Supplied text:
Start of Block

Data storage is a central issue for researchers and others facing the daunting challenge of interpreting vast genomic and other datasets in the terabyte, petabyte range and beyond. Collaboration and the critical sharing of data such as between research and clinical facilities (both local and remote) requires the handling of a huge influx of datasets and requires strategies for lossless data compression to enable efficient and accurate comparison such as log files or a reference genome, which are federally required for audit and reporting purposes. Data storage and secure transfer of the same has been accomplished by sending physical hard drives to local or distant locations, which is cumbersome, expensive and increasingly unsustainable.
Freely available research-based tools exist as do other applications and publications in fields related to algorithms and methods for selective compression, coding, indexing, annotation, mapping, and alignment of large data files including, but not limited to: repetitive sequence collections, text, binary text images, and databases.

End of Block

Stored data entries
Start of Block

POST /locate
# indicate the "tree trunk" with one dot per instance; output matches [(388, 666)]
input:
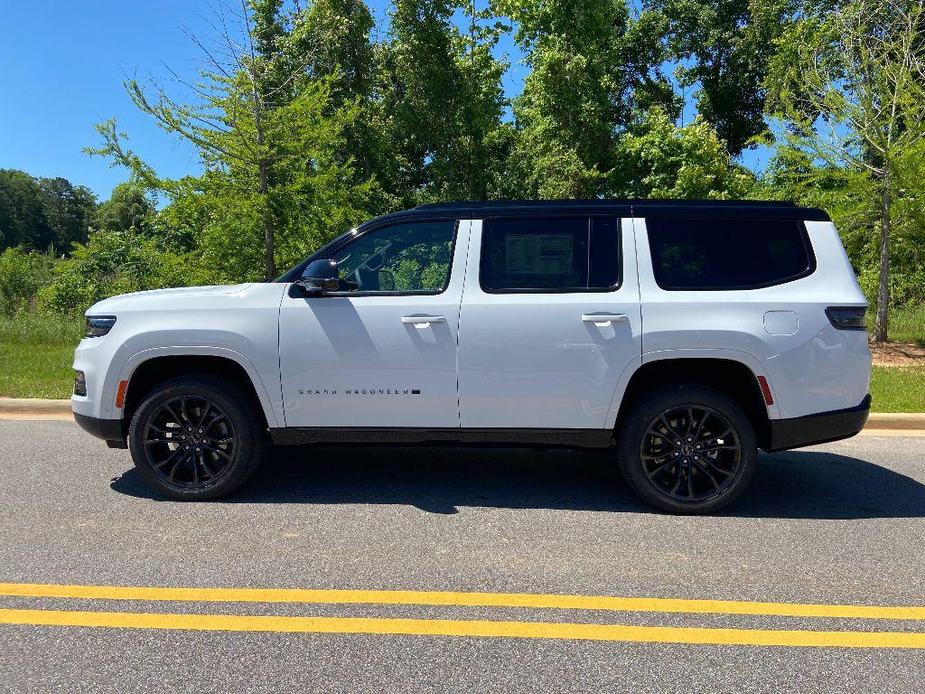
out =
[(264, 188), (268, 236), (883, 291)]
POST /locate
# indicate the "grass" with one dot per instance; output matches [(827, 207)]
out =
[(36, 352), (896, 389), (906, 324)]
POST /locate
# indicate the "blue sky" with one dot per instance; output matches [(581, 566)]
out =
[(61, 70)]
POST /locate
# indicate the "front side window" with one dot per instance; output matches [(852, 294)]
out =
[(727, 254), (551, 254), (409, 257)]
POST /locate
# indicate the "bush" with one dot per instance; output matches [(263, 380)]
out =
[(22, 274), (113, 263)]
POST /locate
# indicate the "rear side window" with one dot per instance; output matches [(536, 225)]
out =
[(717, 254), (552, 254)]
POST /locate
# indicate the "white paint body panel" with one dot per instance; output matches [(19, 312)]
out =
[(334, 344), (815, 369), (238, 322), (530, 361), (497, 360)]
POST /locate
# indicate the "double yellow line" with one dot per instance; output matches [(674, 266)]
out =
[(470, 628)]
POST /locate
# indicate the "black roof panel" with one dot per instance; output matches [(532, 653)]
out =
[(635, 208)]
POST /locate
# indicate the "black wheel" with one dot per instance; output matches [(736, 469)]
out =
[(195, 438), (687, 449)]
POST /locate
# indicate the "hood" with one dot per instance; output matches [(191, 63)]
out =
[(179, 297)]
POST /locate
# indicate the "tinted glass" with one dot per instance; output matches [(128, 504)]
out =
[(550, 254), (727, 253), (410, 257)]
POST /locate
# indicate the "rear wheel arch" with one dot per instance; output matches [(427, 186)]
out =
[(731, 377)]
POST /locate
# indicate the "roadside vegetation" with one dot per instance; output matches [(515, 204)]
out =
[(36, 351), (316, 118)]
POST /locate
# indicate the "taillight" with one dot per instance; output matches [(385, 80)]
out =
[(80, 383), (97, 326), (847, 317)]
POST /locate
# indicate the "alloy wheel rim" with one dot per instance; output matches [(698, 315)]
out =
[(691, 453), (190, 442)]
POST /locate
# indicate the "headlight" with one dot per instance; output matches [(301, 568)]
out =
[(99, 325)]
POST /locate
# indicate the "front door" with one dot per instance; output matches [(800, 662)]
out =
[(381, 351), (550, 322)]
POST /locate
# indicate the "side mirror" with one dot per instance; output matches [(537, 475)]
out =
[(320, 276)]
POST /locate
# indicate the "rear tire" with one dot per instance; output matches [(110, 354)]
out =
[(687, 449), (196, 438)]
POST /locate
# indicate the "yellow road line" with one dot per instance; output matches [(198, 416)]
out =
[(439, 627), (410, 597)]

End of Block

Requirement 1: From the passage on genomic data storage, set down the text between "Freely available research-based" and "images, and databases.", inclusive.
Requirement 2: According to the passage on genomic data storage, how have data storage and secure transfer been accomplished?

Expected answer 1:
Freely available research-based tools exist as do other applications and publications in fields related to algorithms and methods for selective compression, coding, indexing, annotation, mapping, and alignment of large data files including, but not limited to: repetitive sequence collections, text, binary text images, and databases.

Expected answer 2: By sending physical hard drives to local or distant locations.